# [Information provided]
--*--
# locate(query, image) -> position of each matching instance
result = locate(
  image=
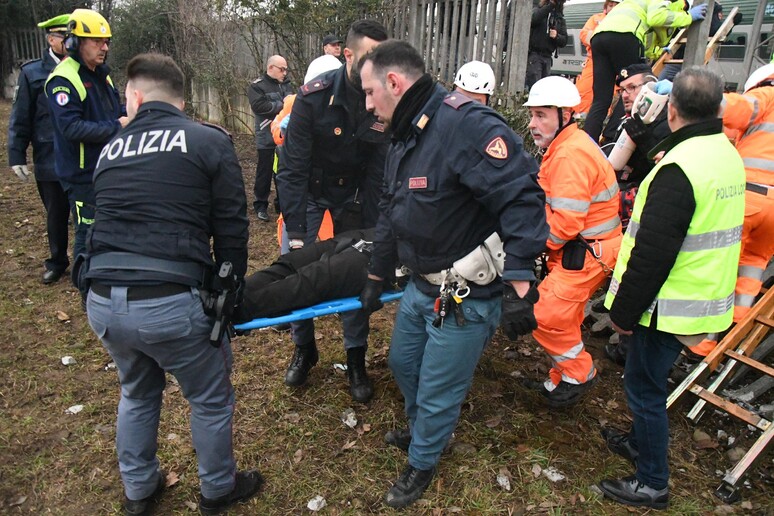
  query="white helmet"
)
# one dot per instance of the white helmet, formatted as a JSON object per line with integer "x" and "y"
{"x": 758, "y": 76}
{"x": 553, "y": 91}
{"x": 476, "y": 77}
{"x": 321, "y": 65}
--*--
# [Task goal]
Copy all of the lines above verbatim, but leave the picture out.

# [Task solution]
# locate(query, image) -> position of each matching instance
result = locate(
  image=
  query="white helmet"
)
# one dot per instance of the white helmet, formatted as a JSON object per line with integer "x" and "y"
{"x": 758, "y": 76}
{"x": 553, "y": 91}
{"x": 476, "y": 77}
{"x": 321, "y": 65}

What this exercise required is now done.